:: Document extract

Null hypothesis:The mean age of passenger cars is equal to the mean age of taxis.

\({H_0}\):\({\mu _1} = {\mu _2}\).

Alternative Hypothesis:The mean age of passenger cars is greater than the mean age of taxis.

\({H_1}\):\({\mu _1} > {\mu _2}\).

The mean age of cars is equal to:

\(\begin{array}{c}{{\bar x}_1} = \frac{{\sum\limits_{i = 1}^{{n_1}} {{x_i}} }}{{{n_1}}}\\ = \frac{{4 + 0 + ..... + 8}}{{27}}\\ = 5.56\end{array}\)

Therefore, the mean age of cars is equal to 5.56 years.

The mean age of taxis is computed below:

\(\begin{array}{c}{{\bar x}_2} = \frac{{\sum\limits_{i = 1}^{{n_2}} {{x_i}} }}{{{n_2}}}\\ = \frac{{8 + 8 + .... + 4}}{{20}}\\ = 5.85\end{array}\)

Therefore, the mean age of taxis is equal to 5.85 years.

The standard deviation of the ages of cars is computed as follows:

\(\begin{array}{c}{s_1} = \sqrt {\frac{{\sum\limits_{i = 1}^{{n_1}} {{{({x_i} - {{\bar x}_1})}^2}} }}{{{n_1} - 1}}} \\ = \sqrt {\frac{{{{\left( {4 - 5.56} \right)}^2} + {{\left( {0 - 5.56} \right)}^2} + .... + {{\left( {8 - 5.56} \right)}^2}}}{{27 - 1}}} \\ = 3.88\end{array}\)

::::
:: Rows

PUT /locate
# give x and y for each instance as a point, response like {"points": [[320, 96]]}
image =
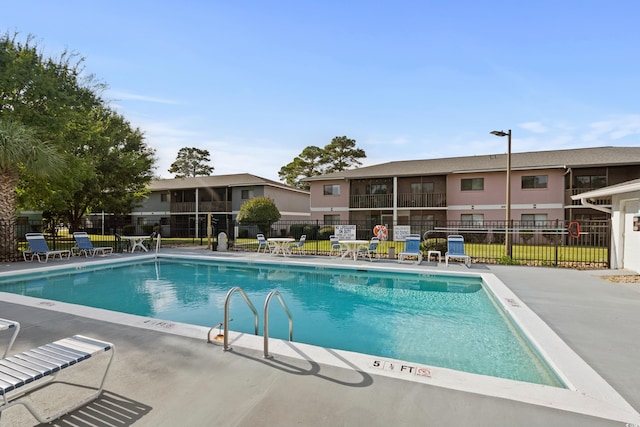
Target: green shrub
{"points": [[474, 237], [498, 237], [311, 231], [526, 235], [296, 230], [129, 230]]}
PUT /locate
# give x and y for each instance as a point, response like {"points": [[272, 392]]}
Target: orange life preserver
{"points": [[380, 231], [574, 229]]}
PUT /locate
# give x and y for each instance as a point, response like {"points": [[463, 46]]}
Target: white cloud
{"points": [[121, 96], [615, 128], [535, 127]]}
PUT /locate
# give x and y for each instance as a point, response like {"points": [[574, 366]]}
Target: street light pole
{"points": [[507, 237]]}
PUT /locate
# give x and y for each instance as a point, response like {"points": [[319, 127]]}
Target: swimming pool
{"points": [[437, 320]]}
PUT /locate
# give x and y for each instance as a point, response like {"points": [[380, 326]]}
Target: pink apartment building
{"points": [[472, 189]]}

::::
:: Rows

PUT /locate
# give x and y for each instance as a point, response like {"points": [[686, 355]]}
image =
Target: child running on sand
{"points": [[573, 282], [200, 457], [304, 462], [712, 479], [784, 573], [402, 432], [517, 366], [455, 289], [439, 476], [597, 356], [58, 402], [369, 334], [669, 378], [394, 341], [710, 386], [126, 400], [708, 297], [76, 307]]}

::::
:: Rows

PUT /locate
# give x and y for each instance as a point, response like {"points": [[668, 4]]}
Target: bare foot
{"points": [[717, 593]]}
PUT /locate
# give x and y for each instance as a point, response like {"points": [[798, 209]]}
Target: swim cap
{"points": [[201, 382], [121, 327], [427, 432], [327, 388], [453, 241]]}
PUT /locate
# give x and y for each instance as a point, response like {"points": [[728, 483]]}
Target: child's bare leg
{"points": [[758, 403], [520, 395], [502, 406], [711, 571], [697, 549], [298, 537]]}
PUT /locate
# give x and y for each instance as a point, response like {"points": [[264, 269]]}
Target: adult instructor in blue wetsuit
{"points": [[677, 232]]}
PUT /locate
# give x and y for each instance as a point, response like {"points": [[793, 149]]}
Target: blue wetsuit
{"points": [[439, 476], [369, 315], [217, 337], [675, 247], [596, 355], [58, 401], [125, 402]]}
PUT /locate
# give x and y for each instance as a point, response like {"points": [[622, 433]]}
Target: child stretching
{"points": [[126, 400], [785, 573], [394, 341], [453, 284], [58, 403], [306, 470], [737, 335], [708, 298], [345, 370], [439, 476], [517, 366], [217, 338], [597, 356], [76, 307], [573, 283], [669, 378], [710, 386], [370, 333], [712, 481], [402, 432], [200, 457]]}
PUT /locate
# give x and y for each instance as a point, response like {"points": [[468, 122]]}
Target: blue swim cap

::::

→ **Task brief**
Print the hypothesis-test excerpt word for word, beginning at "Null hypothesis:The mean" and continuing through "than the mean age of taxis.". The records have no connection to the hypothesis-test excerpt.

→ **Exercise response**
Null hypothesis:The mean age of passenger cars is equal to the mean age of taxis.

\({H_0}\):\({\mu _1} = {\mu _2}\).

Alternative Hypothesis:The mean age of passenger cars is greater than the mean age of taxis.